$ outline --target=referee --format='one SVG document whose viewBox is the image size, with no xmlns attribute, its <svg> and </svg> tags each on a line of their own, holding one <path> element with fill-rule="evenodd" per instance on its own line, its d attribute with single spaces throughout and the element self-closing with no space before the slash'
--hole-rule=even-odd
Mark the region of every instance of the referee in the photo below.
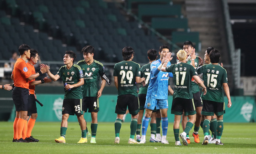
<svg viewBox="0 0 256 154">
<path fill-rule="evenodd" d="M 42 68 L 38 72 L 32 74 L 28 71 L 26 60 L 30 58 L 30 47 L 23 44 L 19 47 L 20 57 L 14 65 L 11 78 L 14 82 L 12 92 L 12 99 L 16 109 L 16 118 L 13 123 L 14 137 L 13 142 L 27 142 L 22 138 L 22 132 L 27 126 L 25 120 L 27 115 L 28 97 L 28 81 L 33 80 L 48 71 L 47 66 Z"/>
</svg>

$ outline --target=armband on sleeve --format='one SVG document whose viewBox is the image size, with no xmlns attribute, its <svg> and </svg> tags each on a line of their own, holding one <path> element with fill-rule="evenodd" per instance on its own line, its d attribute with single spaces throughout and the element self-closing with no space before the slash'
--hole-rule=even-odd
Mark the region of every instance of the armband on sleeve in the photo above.
<svg viewBox="0 0 256 154">
<path fill-rule="evenodd" d="M 106 80 L 106 81 L 107 83 L 107 84 L 108 84 L 109 85 L 110 85 L 110 82 L 109 82 L 109 79 L 108 79 L 108 78 L 107 78 L 107 77 L 106 74 L 105 74 L 105 73 L 104 72 L 100 73 L 100 75 L 101 76 L 101 77 L 102 77 L 105 80 Z"/>
</svg>

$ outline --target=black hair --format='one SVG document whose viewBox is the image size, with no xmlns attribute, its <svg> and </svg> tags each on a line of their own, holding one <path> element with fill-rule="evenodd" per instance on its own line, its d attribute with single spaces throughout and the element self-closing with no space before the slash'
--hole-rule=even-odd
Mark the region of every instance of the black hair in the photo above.
<svg viewBox="0 0 256 154">
<path fill-rule="evenodd" d="M 210 55 L 210 52 L 214 49 L 215 48 L 212 46 L 208 47 L 207 49 L 206 49 L 206 52 L 207 52 L 207 54 L 208 54 L 208 55 Z"/>
<path fill-rule="evenodd" d="M 193 43 L 192 43 L 192 42 L 191 41 L 185 41 L 183 43 L 183 46 L 186 46 L 186 45 L 190 46 L 191 46 L 191 47 L 194 47 L 194 46 L 193 46 Z M 183 46 L 182 46 L 182 48 L 183 48 Z"/>
<path fill-rule="evenodd" d="M 19 47 L 19 53 L 20 56 L 21 56 L 25 51 L 28 50 L 30 50 L 30 47 L 27 44 L 22 44 Z"/>
<path fill-rule="evenodd" d="M 126 46 L 123 49 L 122 55 L 124 61 L 128 61 L 131 59 L 133 54 L 134 55 L 134 51 L 133 49 L 130 46 Z"/>
<path fill-rule="evenodd" d="M 154 49 L 149 49 L 147 52 L 150 61 L 155 61 L 157 57 L 157 51 Z"/>
<path fill-rule="evenodd" d="M 161 52 L 162 50 L 163 50 L 163 49 L 168 49 L 170 50 L 168 46 L 164 45 L 159 47 L 159 52 Z"/>
<path fill-rule="evenodd" d="M 219 50 L 214 49 L 210 52 L 210 59 L 211 63 L 217 63 L 219 62 L 219 58 L 220 58 L 220 53 Z"/>
<path fill-rule="evenodd" d="M 35 58 L 36 56 L 37 55 L 37 53 L 38 54 L 38 52 L 37 52 L 37 51 L 36 50 L 34 49 L 30 49 L 30 59 L 31 59 L 32 57 Z"/>
<path fill-rule="evenodd" d="M 75 62 L 75 59 L 76 58 L 76 55 L 73 51 L 67 51 L 66 52 L 65 52 L 65 54 L 68 54 L 69 56 L 69 57 L 70 58 L 74 58 L 73 62 Z"/>
<path fill-rule="evenodd" d="M 91 54 L 92 53 L 94 54 L 94 47 L 93 47 L 92 46 L 85 46 L 84 47 L 83 49 L 82 49 L 82 53 L 84 54 L 87 54 L 88 53 L 90 53 Z"/>
</svg>

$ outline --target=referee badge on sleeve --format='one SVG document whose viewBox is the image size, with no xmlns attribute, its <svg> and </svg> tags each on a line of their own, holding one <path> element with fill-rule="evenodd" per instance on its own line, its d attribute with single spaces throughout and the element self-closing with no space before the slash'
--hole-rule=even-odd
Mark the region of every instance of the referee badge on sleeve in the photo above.
<svg viewBox="0 0 256 154">
<path fill-rule="evenodd" d="M 23 68 L 23 71 L 25 72 L 27 72 L 27 67 L 24 67 Z"/>
</svg>

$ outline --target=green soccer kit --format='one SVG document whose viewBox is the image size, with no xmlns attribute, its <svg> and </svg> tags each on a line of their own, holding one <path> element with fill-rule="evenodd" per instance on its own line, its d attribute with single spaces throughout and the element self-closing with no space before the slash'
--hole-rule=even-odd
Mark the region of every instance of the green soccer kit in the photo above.
<svg viewBox="0 0 256 154">
<path fill-rule="evenodd" d="M 197 75 L 194 67 L 184 62 L 172 65 L 165 68 L 166 72 L 173 74 L 173 81 L 175 85 L 173 99 L 176 98 L 186 99 L 193 98 L 191 90 L 191 78 Z"/>
<path fill-rule="evenodd" d="M 118 96 L 132 94 L 138 96 L 136 77 L 140 77 L 139 64 L 133 61 L 122 61 L 114 67 L 114 77 L 117 77 Z"/>
<path fill-rule="evenodd" d="M 99 89 L 99 82 L 101 78 L 100 74 L 104 72 L 103 65 L 95 60 L 90 65 L 88 65 L 85 60 L 78 62 L 84 73 L 85 83 L 83 85 L 83 96 L 97 97 Z"/>
<path fill-rule="evenodd" d="M 198 56 L 196 56 L 196 59 L 195 59 L 195 67 L 198 67 L 198 63 L 199 63 L 199 58 Z M 189 60 L 187 63 L 188 64 L 191 65 L 192 62 L 192 61 Z M 192 80 L 194 80 L 194 79 L 192 79 Z M 192 81 L 192 83 L 191 83 L 192 86 L 192 93 L 196 93 L 200 91 L 199 86 L 198 85 Z"/>
<path fill-rule="evenodd" d="M 63 83 L 67 83 L 72 85 L 79 82 L 79 79 L 84 77 L 83 71 L 78 65 L 74 64 L 69 69 L 67 68 L 64 65 L 59 68 L 57 74 L 61 78 Z M 75 87 L 70 90 L 65 89 L 64 99 L 82 99 L 83 92 L 81 86 Z"/>
<path fill-rule="evenodd" d="M 219 65 L 212 63 L 197 68 L 198 74 L 203 73 L 203 83 L 207 93 L 202 99 L 216 102 L 224 102 L 222 84 L 228 83 L 226 70 Z"/>
<path fill-rule="evenodd" d="M 148 87 L 149 87 L 149 82 L 150 77 L 150 63 L 143 65 L 140 69 L 140 77 L 144 77 L 146 79 L 145 81 L 145 86 L 143 85 L 140 86 L 139 89 L 139 94 L 146 94 L 148 91 Z"/>
</svg>

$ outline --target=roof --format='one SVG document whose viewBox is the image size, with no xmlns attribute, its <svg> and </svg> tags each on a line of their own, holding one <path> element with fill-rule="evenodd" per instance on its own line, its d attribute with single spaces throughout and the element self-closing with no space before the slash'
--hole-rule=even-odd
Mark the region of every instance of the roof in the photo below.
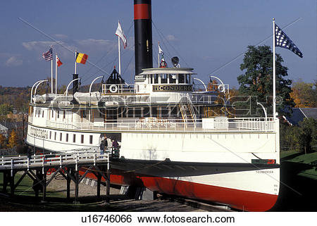
<svg viewBox="0 0 317 226">
<path fill-rule="evenodd" d="M 298 125 L 299 122 L 306 118 L 313 118 L 317 120 L 317 108 L 294 108 L 292 117 L 285 116 L 290 123 Z M 285 112 L 290 112 L 289 109 L 285 109 Z"/>
<path fill-rule="evenodd" d="M 192 74 L 196 75 L 192 72 L 194 68 L 144 68 L 143 72 L 139 75 L 151 75 L 151 74 Z"/>
</svg>

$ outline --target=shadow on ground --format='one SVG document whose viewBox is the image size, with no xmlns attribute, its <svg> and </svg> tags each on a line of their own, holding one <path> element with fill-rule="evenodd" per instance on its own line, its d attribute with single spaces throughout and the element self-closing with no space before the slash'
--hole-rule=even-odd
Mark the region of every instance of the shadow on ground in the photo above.
<svg viewBox="0 0 317 226">
<path fill-rule="evenodd" d="M 317 211 L 317 180 L 298 175 L 311 168 L 308 164 L 281 163 L 280 194 L 271 211 Z"/>
</svg>

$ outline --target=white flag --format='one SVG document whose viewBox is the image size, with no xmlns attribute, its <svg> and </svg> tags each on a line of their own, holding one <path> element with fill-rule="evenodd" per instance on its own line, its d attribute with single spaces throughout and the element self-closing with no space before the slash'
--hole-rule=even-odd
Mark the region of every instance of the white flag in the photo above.
<svg viewBox="0 0 317 226">
<path fill-rule="evenodd" d="M 118 28 L 116 31 L 116 35 L 118 35 L 121 39 L 123 42 L 123 47 L 127 46 L 127 38 L 125 37 L 125 33 L 123 33 L 123 30 L 121 28 L 121 25 L 120 25 L 120 22 L 118 23 Z"/>
<path fill-rule="evenodd" d="M 162 49 L 161 49 L 161 46 L 159 44 L 158 44 L 158 54 L 164 55 L 164 52 L 163 51 Z"/>
</svg>

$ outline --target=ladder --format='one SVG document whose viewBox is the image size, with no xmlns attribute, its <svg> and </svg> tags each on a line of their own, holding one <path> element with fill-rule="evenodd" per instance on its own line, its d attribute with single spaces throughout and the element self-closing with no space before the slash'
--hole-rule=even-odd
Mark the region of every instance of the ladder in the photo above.
<svg viewBox="0 0 317 226">
<path fill-rule="evenodd" d="M 187 94 L 186 98 L 182 98 L 178 103 L 183 122 L 195 125 L 197 117 L 189 95 Z"/>
</svg>

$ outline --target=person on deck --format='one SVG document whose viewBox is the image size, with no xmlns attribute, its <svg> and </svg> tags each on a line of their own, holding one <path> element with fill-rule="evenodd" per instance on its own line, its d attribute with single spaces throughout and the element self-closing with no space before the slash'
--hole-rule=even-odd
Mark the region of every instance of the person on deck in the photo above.
<svg viewBox="0 0 317 226">
<path fill-rule="evenodd" d="M 107 137 L 104 135 L 104 137 L 101 139 L 101 142 L 100 143 L 100 153 L 104 154 L 104 150 L 106 150 L 108 147 L 108 141 Z"/>
</svg>

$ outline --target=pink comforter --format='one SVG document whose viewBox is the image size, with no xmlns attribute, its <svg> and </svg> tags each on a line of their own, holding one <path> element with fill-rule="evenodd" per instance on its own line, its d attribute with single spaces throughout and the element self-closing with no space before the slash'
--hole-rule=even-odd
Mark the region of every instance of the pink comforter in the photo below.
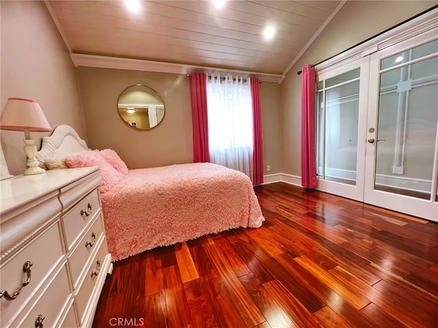
<svg viewBox="0 0 438 328">
<path fill-rule="evenodd" d="M 113 261 L 264 221 L 250 179 L 209 163 L 129 170 L 101 201 Z"/>
</svg>

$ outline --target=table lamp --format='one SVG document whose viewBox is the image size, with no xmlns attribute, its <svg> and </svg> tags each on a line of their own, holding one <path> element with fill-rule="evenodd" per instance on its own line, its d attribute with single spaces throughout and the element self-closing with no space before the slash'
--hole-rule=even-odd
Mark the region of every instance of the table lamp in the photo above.
<svg viewBox="0 0 438 328">
<path fill-rule="evenodd" d="M 40 174 L 46 172 L 38 166 L 38 161 L 35 157 L 37 151 L 35 140 L 30 138 L 30 131 L 51 131 L 52 128 L 37 102 L 21 98 L 8 99 L 0 117 L 0 128 L 25 131 L 24 150 L 27 156 L 27 169 L 24 175 Z"/>
</svg>

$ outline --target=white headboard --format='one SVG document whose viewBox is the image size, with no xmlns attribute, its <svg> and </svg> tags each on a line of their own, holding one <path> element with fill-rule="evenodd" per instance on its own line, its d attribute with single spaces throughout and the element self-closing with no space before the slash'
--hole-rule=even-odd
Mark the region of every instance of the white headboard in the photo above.
<svg viewBox="0 0 438 328">
<path fill-rule="evenodd" d="M 69 125 L 59 125 L 50 137 L 42 138 L 41 149 L 36 153 L 36 159 L 44 165 L 47 159 L 64 156 L 73 152 L 88 150 L 87 144 L 81 139 Z"/>
</svg>

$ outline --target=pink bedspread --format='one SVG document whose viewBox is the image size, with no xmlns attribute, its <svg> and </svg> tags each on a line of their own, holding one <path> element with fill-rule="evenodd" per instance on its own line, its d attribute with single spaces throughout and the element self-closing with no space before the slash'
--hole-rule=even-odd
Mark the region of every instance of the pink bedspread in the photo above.
<svg viewBox="0 0 438 328">
<path fill-rule="evenodd" d="M 129 170 L 101 201 L 113 261 L 264 221 L 250 179 L 209 163 Z"/>
</svg>

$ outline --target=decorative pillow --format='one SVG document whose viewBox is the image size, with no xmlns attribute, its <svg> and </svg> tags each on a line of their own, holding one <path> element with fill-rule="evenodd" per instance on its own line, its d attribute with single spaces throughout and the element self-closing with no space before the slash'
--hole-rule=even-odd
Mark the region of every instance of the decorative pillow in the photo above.
<svg viewBox="0 0 438 328">
<path fill-rule="evenodd" d="M 47 169 L 68 169 L 68 167 L 66 164 L 65 160 L 65 157 L 53 157 L 46 159 L 44 163 L 46 165 Z"/>
<path fill-rule="evenodd" d="M 102 178 L 100 191 L 102 193 L 107 193 L 114 189 L 125 178 L 123 174 L 111 166 L 97 152 L 69 155 L 66 157 L 65 162 L 70 168 L 100 167 L 101 177 Z"/>
<path fill-rule="evenodd" d="M 112 149 L 103 149 L 99 152 L 99 154 L 111 166 L 122 174 L 127 175 L 128 174 L 129 171 L 128 167 L 126 166 L 125 162 L 120 159 L 115 150 Z"/>
<path fill-rule="evenodd" d="M 84 154 L 90 152 L 99 152 L 99 150 L 96 149 L 92 150 L 91 149 L 84 149 L 77 152 L 73 152 L 70 155 L 60 156 L 57 157 L 52 157 L 51 159 L 46 159 L 44 161 L 44 165 L 47 169 L 68 169 L 68 167 L 66 164 L 66 157 L 67 156 L 77 155 L 79 154 Z"/>
</svg>

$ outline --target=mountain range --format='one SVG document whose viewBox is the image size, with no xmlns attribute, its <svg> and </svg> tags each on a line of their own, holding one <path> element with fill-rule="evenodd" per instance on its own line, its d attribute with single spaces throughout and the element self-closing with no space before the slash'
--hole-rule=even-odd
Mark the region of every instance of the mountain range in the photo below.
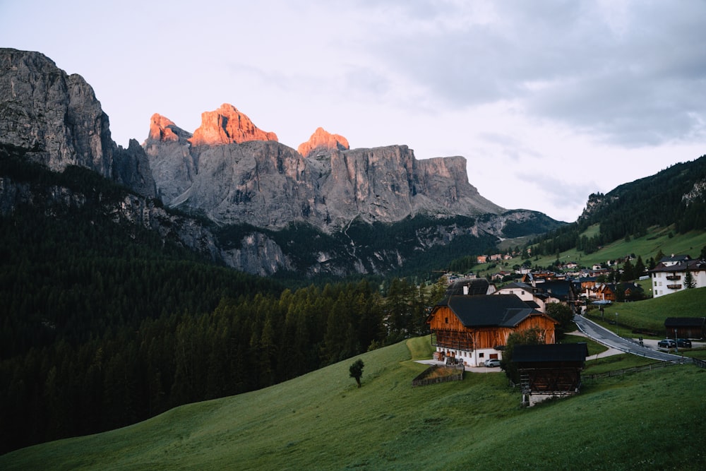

•••

▸ **What you are asked to do**
Copy out, word for word, the lines of the records above from the first line through the line containing "Mark the region of every instance of the referee in". Include both of those lines.

▸ **Reply to the task**
$ outline --target=referee --format='one SVG document whose viewBox is the image size, with no xmlns attribute, its <svg> and </svg> tags each on a line of their own, holding one <path> element with fill-rule="evenodd" per instance on its own line, its d attribute with single spaces throughout and the element self-closing with no space before the slash'
--hole-rule=even-odd
Mark the region of every instance of the referee in the photo below.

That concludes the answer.